# [Task instructions]
Copy the lines from the one containing "Where can the beige" through the end of the records, both included, replacing every occurrence of "beige wall" with "cream-colored wall" and changing nothing else.

# [Dataset extract]
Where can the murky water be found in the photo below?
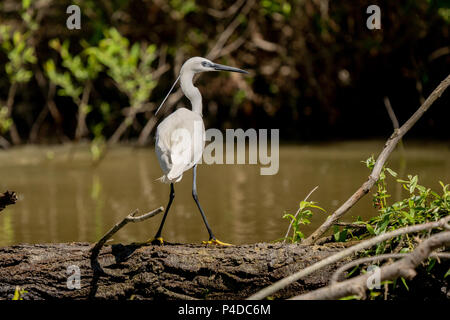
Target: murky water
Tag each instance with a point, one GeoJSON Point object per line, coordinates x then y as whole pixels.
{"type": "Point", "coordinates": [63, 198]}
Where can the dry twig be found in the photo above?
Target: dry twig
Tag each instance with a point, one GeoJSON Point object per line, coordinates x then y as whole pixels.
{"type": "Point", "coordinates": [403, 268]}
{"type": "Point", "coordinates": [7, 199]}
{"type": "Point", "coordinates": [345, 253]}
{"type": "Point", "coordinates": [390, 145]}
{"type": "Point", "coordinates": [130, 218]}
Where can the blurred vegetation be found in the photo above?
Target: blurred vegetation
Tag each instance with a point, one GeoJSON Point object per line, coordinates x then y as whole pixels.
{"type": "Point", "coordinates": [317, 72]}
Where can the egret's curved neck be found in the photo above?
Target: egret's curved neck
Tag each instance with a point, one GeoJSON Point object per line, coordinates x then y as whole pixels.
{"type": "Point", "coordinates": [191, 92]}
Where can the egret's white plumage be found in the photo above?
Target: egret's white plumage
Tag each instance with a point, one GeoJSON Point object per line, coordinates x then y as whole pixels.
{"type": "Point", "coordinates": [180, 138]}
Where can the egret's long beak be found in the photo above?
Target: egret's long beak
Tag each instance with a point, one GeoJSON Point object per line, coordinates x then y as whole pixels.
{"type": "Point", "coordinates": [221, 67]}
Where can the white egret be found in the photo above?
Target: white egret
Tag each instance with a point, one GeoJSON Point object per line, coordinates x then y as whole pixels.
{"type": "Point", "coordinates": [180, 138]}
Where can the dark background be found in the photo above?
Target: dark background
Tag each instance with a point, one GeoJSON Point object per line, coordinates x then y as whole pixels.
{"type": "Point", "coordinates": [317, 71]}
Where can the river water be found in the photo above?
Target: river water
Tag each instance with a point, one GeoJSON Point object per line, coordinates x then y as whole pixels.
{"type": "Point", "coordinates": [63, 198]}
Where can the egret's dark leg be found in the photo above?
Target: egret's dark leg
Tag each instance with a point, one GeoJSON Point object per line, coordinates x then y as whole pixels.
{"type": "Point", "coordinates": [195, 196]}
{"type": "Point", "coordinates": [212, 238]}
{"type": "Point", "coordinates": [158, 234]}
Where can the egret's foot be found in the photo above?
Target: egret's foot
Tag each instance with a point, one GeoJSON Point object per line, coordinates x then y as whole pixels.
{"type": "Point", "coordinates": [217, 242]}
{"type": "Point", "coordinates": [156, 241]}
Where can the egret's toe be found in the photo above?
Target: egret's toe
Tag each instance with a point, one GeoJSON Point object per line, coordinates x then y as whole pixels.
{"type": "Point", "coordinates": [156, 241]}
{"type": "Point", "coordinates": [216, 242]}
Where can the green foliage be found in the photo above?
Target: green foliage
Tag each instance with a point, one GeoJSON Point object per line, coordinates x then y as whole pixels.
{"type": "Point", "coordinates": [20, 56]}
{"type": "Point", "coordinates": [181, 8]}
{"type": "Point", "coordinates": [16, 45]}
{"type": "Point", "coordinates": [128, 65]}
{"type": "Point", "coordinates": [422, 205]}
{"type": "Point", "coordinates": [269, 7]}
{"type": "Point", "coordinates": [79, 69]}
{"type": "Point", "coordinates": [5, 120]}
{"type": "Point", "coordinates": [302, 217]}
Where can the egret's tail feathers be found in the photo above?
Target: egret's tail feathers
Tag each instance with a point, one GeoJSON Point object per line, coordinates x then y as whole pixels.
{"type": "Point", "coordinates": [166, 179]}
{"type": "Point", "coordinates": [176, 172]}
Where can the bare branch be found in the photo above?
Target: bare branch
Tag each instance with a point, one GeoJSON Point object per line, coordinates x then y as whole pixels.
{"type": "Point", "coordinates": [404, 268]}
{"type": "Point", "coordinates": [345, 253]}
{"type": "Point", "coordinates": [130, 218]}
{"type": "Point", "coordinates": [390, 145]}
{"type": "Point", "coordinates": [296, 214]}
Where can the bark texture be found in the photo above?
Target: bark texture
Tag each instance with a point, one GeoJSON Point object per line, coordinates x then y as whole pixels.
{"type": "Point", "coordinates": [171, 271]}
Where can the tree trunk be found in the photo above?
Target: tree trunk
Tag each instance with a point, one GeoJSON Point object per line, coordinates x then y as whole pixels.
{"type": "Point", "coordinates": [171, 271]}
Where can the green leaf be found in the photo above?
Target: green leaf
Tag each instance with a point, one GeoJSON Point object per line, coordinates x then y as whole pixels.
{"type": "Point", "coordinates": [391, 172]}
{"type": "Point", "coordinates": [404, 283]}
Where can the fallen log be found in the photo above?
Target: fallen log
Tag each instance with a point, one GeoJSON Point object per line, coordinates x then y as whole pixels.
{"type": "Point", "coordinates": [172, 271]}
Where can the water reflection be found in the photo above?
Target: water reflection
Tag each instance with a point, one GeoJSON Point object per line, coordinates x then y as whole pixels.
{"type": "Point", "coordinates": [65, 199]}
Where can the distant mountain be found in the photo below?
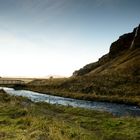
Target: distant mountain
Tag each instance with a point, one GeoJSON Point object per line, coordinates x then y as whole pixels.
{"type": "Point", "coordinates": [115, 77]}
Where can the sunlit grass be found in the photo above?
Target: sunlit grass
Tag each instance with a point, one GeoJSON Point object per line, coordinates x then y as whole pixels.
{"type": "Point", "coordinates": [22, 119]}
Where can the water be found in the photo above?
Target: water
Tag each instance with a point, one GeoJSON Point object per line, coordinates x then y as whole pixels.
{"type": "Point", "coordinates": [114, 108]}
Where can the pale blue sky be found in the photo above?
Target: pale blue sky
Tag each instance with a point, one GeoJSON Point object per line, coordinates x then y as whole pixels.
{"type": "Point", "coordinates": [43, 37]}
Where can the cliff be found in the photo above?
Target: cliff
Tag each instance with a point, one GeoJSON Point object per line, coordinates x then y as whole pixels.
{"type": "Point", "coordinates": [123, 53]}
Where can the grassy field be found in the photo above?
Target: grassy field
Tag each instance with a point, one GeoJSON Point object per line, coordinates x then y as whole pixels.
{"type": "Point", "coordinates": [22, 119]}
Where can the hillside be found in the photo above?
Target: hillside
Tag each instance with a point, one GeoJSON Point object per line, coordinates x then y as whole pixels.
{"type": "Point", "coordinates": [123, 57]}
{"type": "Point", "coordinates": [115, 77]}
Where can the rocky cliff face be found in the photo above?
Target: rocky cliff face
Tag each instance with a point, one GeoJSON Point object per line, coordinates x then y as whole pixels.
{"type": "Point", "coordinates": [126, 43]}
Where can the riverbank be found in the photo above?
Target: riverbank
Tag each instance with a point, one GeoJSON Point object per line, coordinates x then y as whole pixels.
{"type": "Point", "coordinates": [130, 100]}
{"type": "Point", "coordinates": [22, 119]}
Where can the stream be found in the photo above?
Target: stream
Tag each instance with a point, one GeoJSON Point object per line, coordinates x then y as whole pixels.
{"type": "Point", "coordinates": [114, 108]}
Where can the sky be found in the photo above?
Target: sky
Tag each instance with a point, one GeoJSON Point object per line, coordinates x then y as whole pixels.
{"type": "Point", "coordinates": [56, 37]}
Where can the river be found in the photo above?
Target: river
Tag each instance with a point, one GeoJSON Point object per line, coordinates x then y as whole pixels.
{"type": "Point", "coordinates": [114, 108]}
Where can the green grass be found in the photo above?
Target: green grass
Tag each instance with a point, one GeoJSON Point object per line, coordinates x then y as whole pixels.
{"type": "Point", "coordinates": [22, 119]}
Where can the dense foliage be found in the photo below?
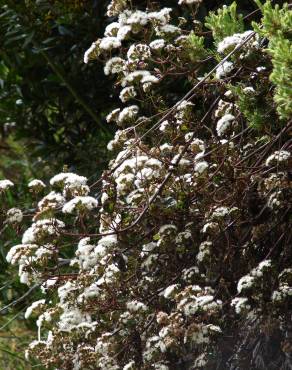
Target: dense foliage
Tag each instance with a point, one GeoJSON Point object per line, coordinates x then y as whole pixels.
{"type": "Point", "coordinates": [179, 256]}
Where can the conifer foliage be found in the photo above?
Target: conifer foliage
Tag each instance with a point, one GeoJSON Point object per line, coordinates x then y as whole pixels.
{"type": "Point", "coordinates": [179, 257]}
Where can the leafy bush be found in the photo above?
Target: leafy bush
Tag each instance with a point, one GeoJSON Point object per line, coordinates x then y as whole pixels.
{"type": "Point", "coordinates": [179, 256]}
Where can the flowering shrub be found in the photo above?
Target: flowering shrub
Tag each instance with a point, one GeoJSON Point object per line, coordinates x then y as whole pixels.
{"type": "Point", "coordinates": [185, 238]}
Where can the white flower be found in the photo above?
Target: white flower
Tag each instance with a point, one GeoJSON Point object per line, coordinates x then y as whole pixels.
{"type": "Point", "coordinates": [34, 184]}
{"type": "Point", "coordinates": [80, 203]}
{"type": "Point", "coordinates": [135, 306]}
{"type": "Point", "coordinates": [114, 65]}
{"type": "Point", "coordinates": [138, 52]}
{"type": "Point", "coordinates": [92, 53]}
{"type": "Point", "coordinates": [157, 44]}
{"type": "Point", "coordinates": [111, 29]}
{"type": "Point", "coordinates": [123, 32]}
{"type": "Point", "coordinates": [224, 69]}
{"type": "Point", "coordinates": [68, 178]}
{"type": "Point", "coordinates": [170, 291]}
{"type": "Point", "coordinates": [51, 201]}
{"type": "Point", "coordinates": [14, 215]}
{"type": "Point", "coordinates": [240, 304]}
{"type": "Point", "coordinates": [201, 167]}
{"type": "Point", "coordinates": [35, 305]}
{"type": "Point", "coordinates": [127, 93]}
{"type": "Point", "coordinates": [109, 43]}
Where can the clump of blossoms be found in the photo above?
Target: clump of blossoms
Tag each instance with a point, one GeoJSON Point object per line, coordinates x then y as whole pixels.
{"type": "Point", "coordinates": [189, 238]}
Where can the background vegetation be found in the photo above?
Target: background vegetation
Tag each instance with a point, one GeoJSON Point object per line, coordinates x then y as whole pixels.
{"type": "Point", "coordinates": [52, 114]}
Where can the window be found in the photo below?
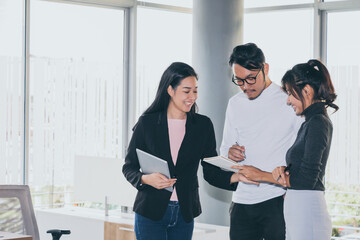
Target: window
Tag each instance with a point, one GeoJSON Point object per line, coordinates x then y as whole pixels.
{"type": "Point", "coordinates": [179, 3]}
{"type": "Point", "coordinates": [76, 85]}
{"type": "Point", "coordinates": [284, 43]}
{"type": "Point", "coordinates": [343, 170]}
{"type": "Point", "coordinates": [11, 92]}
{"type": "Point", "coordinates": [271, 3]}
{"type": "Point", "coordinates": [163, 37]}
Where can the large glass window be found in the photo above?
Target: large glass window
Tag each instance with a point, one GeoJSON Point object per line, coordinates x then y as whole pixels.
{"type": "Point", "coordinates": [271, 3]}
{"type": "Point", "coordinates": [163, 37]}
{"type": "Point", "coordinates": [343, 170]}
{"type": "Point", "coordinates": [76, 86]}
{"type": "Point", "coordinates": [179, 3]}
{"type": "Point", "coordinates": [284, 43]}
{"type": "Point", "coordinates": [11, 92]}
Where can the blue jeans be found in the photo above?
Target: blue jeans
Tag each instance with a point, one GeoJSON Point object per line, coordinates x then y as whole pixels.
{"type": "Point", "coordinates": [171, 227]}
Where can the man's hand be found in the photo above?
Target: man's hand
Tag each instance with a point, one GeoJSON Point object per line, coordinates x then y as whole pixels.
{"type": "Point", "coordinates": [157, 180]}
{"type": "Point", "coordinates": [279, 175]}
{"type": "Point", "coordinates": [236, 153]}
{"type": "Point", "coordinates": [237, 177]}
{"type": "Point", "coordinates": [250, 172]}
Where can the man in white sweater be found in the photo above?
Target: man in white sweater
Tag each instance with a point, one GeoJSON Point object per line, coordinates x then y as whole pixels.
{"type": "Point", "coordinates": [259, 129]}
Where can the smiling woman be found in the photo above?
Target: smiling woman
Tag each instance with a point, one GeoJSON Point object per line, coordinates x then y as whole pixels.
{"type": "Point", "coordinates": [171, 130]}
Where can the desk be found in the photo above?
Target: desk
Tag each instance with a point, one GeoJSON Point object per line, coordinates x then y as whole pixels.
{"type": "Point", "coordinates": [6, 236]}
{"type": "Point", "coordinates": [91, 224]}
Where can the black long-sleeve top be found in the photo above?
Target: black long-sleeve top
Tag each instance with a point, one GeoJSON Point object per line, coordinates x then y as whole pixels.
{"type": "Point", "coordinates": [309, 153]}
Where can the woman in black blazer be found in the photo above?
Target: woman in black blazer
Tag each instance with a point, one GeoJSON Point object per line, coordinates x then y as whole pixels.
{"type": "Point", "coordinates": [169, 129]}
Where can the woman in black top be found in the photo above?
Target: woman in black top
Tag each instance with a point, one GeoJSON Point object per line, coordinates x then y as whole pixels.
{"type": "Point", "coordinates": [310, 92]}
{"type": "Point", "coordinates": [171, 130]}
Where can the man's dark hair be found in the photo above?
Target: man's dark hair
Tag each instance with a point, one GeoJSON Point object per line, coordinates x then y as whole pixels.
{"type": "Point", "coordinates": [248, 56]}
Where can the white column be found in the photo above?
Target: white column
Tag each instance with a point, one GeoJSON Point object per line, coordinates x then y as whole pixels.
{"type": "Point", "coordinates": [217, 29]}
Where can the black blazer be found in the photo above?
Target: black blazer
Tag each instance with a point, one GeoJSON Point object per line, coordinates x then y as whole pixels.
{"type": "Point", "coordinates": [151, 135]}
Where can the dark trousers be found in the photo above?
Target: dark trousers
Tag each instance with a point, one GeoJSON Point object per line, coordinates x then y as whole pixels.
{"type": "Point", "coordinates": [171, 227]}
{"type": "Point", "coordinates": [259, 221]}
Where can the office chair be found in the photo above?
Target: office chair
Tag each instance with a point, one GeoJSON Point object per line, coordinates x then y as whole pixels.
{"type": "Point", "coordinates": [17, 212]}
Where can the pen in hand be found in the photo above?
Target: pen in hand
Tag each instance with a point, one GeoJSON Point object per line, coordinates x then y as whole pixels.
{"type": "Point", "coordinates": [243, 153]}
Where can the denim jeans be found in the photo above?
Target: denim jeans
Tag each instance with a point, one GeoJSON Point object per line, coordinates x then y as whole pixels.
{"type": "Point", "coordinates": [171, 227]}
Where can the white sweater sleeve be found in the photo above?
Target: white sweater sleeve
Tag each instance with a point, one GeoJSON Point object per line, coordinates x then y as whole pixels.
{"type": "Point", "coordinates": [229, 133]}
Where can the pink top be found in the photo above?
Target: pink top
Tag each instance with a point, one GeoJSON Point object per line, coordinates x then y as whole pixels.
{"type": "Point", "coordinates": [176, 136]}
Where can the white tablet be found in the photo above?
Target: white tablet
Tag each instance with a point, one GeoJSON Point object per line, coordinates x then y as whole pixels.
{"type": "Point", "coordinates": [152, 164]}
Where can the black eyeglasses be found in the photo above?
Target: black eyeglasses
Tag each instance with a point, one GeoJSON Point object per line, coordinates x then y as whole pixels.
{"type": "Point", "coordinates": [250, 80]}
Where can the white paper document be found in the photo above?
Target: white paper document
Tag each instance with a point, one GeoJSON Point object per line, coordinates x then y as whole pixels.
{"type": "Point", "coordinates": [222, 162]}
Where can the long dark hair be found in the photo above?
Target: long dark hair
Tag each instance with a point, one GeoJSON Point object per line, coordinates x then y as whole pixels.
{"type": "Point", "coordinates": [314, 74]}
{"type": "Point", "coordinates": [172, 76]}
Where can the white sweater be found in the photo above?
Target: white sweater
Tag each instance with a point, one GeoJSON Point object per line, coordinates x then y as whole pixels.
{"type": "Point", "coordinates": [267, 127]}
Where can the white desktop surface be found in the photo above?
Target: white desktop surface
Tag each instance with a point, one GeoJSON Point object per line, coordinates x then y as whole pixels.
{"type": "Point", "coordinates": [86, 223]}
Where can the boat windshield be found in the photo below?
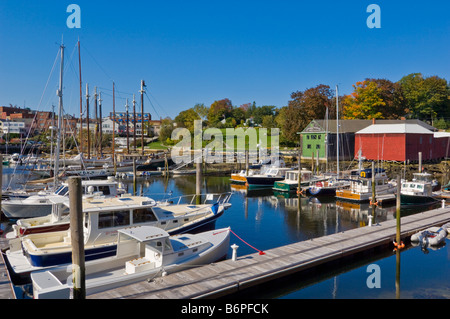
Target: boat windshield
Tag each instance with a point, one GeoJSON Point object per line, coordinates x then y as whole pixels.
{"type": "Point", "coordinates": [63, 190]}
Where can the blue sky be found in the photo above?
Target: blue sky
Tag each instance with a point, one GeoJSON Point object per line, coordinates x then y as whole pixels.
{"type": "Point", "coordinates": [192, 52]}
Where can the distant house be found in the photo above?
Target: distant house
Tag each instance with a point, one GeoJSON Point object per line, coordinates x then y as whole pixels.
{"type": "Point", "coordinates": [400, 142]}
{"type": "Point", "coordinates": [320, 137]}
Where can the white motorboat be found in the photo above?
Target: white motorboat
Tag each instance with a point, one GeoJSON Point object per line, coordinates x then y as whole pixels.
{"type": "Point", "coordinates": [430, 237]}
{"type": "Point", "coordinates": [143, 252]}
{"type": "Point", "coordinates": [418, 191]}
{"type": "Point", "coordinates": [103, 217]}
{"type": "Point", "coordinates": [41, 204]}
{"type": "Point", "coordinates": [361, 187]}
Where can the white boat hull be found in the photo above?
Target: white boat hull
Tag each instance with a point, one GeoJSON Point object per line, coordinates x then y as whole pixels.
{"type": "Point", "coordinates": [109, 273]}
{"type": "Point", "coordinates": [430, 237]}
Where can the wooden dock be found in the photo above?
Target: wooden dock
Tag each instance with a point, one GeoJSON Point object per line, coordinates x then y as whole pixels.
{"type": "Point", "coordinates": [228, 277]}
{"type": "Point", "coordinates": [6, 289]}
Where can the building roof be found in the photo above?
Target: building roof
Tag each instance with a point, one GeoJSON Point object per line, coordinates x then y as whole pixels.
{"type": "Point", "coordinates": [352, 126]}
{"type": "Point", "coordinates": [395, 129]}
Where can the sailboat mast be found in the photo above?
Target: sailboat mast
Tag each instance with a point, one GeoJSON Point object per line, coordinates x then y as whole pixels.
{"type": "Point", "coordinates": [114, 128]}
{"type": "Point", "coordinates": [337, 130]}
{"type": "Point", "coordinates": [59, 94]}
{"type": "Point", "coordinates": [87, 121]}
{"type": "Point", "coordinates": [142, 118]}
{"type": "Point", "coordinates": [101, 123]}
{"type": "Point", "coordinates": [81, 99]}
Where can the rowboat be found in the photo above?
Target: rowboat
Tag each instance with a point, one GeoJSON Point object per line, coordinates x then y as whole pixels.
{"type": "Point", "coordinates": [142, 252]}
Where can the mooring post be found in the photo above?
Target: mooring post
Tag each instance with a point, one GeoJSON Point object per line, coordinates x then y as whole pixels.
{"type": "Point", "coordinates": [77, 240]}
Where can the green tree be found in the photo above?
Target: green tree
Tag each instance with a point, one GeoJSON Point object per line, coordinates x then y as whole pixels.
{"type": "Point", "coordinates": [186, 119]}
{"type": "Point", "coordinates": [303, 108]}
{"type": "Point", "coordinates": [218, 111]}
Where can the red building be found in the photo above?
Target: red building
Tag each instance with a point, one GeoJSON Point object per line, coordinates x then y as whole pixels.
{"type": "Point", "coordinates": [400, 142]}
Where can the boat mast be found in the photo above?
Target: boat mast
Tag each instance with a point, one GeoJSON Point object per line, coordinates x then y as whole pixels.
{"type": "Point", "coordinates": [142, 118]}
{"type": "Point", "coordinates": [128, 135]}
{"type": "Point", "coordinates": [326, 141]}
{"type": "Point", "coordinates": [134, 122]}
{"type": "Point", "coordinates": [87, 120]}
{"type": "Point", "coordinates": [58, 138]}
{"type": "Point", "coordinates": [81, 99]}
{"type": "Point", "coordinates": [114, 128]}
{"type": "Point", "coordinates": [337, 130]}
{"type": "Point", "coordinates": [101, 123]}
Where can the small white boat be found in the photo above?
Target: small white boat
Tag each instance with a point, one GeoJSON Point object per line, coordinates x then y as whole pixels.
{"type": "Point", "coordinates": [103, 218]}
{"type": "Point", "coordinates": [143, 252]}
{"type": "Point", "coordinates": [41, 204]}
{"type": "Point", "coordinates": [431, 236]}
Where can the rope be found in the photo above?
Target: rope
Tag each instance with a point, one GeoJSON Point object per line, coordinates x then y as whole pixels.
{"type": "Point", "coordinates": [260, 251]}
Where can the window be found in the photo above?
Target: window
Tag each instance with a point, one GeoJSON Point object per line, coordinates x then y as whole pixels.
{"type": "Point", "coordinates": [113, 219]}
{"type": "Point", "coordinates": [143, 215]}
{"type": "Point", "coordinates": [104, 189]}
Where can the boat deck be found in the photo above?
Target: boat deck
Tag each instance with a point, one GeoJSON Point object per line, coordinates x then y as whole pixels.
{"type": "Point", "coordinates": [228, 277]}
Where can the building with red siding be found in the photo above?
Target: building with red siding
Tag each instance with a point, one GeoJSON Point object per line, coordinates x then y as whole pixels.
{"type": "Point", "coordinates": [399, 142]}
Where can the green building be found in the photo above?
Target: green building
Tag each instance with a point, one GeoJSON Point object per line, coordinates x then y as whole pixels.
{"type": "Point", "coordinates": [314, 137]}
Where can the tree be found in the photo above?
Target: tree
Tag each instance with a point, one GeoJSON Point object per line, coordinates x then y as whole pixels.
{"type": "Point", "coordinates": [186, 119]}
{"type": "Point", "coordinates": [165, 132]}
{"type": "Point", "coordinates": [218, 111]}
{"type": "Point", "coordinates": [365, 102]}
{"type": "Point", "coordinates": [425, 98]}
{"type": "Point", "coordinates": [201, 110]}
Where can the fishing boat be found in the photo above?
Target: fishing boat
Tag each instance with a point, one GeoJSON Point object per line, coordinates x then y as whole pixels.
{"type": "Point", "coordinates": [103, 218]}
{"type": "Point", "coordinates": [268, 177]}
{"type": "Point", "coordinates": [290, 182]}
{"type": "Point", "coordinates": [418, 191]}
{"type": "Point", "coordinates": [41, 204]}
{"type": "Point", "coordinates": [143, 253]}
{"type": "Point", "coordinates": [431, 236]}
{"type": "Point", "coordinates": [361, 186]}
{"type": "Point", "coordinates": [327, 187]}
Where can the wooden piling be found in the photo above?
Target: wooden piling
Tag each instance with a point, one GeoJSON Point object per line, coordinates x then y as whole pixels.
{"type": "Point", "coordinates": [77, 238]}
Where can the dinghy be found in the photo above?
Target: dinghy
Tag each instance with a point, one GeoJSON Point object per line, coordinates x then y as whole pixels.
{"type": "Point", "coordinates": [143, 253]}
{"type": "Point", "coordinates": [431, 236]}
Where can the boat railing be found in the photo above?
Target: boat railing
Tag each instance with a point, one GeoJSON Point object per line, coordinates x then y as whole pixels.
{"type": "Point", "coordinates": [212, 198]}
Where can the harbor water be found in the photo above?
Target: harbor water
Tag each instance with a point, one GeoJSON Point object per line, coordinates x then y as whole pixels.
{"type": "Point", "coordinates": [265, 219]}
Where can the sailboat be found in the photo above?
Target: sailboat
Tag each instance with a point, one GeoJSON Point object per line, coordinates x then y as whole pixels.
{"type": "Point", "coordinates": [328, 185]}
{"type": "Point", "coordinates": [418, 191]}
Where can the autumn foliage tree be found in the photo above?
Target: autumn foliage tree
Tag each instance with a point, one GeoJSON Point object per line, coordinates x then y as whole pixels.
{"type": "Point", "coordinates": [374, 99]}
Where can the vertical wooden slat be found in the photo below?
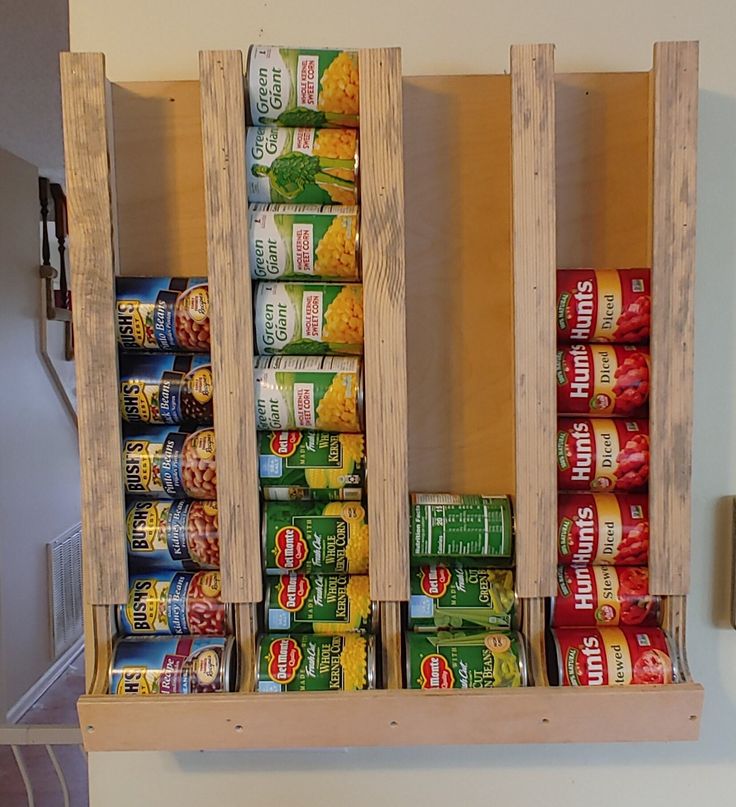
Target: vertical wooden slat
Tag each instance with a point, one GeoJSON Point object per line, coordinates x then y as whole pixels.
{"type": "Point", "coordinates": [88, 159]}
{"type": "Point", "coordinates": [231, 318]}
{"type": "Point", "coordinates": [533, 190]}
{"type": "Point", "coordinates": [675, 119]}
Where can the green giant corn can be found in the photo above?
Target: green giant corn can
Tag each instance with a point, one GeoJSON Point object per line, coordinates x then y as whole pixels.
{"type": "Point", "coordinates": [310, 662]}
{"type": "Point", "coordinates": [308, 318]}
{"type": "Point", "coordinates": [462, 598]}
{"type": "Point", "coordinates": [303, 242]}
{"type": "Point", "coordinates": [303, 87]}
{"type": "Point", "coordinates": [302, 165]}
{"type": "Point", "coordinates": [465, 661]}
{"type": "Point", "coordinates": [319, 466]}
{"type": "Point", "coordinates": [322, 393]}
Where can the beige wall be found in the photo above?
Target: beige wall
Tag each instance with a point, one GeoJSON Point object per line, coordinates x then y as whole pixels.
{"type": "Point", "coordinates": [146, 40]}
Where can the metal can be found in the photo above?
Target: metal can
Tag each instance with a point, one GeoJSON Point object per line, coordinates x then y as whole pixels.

# [Result]
Where can the cream-colored wall be found in the photo above?
Target: cream-colored wall
Tag each instance with a point, one GeoJSON Point object per line, coordinates x then y as whole pixels.
{"type": "Point", "coordinates": [146, 40]}
Where can the metal can be found in the photo above?
Target: metal can
Tag each instance with a point, one GeoJSON Point object per line, coordinates x then y as whole pixels.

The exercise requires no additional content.